Supplied records -
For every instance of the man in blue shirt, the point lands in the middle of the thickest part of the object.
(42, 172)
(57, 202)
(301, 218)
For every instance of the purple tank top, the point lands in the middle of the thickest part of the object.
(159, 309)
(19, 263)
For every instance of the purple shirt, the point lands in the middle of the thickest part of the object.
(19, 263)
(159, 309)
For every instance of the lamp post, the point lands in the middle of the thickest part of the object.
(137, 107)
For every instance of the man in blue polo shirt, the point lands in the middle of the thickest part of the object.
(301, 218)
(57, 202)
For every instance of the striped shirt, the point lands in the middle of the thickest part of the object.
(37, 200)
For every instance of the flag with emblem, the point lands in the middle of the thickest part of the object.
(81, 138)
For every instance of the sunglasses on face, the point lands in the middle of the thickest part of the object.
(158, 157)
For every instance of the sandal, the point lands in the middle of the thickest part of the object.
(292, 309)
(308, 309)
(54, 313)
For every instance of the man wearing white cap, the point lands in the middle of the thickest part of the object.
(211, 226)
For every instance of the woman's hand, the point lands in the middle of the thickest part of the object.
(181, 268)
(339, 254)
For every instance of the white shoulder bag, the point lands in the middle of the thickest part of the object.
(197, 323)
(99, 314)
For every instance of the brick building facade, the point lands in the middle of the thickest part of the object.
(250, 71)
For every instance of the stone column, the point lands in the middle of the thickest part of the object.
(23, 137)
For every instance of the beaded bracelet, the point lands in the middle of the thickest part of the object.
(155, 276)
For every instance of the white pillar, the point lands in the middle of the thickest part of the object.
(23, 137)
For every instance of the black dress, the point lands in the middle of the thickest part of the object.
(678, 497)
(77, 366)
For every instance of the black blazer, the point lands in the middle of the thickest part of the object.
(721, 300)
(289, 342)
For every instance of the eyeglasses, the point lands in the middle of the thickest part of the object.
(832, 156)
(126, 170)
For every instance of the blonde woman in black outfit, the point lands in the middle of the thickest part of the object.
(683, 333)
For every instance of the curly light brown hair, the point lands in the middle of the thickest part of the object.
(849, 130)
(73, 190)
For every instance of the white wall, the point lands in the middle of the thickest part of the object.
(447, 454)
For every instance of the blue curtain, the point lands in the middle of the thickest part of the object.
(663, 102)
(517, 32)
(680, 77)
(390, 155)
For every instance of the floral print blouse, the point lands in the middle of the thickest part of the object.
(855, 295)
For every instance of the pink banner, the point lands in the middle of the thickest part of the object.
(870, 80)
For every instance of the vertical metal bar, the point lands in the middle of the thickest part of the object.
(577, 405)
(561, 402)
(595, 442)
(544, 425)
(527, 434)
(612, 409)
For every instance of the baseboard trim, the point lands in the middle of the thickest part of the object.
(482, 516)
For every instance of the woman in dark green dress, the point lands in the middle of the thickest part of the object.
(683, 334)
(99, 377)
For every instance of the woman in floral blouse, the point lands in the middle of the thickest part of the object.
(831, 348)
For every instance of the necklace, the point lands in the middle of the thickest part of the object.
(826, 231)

What you will do - Could you set out as a numbered list the lines starting with the one that contains "For every instance of the baseboard" and running through the last line above, with blank lines left out?

Written solution -
1. For every instance of the baseboard trim, the point lands in the middle of the thickest part of the object.
2. (482, 516)
3. For every instance of the woman in dark green dress, the point lands in the middle of the thickest part of the object.
4. (683, 334)
5. (99, 377)
6. For every instance of the woman in floral blouse, the point lands in the middle of the thickest part of the object.
7. (831, 348)
8. For every instance of the necklace, the point lands in the middle of the thickest part of the object.
9. (826, 231)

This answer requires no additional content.